# Ball Pythons > BP Pictures >  First BP just arrived Kingpin

## Foxton

Purchased from Stewart Reptiles, picked up her little female kingpin. 

Expensive little cinnamon roll you are.

----------

Aercadia (06-20-2015),_Albert Clark_ (03-24-2015),_AlexisFitzy_ (01-20-2015),_se7en_ (01-20-2015)

----------


## Sirensong26

Awwe I love the picture with her head sticking around the back of the water tub. Gorgeous morph, I can't wait to breed my own.....and look forward to seeing this little one grow up. Have you named her?

----------


## Stewart_Reptiles

Looks like she is already all setup in your new home  :Wink:

----------


## Foxton

> Awwe I love the picture with her head sticking around the back of the water tub. Gorgeous morph, I can't wait to breed my own.....and look forward to seeing this little one grow up. Have you named her?

====

[Requirements]:
The forum thread about the new kingpin ball python has a line of user names, each followed by a date in parentheses. List every one of those names with its date.

====

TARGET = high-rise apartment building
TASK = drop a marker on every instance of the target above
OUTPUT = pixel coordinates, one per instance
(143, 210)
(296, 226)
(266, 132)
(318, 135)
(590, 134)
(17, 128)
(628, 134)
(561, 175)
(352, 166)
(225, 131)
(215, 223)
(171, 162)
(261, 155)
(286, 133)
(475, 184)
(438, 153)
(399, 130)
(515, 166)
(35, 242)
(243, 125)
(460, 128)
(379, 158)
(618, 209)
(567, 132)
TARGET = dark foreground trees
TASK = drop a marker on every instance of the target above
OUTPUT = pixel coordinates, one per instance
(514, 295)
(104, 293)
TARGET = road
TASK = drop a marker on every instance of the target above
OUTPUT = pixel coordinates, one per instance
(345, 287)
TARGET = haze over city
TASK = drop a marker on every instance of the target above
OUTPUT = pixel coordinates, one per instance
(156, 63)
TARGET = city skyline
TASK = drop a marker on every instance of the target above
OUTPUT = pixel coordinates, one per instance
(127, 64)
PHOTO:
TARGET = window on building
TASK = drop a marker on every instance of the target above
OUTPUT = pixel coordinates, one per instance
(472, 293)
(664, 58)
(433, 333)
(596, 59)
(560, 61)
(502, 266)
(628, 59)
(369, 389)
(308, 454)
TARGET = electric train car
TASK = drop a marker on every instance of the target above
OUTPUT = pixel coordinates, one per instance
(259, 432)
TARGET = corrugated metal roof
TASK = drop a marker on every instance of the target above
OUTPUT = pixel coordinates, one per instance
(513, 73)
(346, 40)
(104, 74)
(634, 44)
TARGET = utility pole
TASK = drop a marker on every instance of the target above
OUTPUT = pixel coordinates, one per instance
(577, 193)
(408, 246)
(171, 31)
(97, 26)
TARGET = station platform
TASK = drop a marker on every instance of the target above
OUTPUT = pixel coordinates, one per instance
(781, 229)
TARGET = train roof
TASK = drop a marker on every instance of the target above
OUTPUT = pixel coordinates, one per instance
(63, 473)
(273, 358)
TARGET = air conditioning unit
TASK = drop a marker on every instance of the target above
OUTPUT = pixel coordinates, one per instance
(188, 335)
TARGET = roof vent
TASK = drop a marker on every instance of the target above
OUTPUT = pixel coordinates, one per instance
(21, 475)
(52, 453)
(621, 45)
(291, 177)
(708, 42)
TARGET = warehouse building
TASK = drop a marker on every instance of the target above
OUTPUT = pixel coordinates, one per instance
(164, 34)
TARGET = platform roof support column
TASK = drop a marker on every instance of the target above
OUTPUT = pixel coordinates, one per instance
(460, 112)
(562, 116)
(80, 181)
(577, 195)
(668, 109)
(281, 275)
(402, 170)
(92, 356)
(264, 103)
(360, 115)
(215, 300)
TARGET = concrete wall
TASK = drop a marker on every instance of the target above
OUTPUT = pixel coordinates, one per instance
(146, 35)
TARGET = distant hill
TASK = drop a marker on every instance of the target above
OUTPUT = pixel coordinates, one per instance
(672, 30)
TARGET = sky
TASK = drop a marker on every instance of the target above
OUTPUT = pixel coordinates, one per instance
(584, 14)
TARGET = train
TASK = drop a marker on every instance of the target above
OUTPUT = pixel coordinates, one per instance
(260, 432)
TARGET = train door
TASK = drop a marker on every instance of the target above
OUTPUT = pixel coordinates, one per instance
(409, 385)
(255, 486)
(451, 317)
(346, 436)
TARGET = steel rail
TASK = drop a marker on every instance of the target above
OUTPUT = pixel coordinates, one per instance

====

[Finished task]:
Aercadia (06-20-2015)
Albert Clark (03-24-2015)
AlexisFitzy (01-20-2015)
se7en (01-20-2015)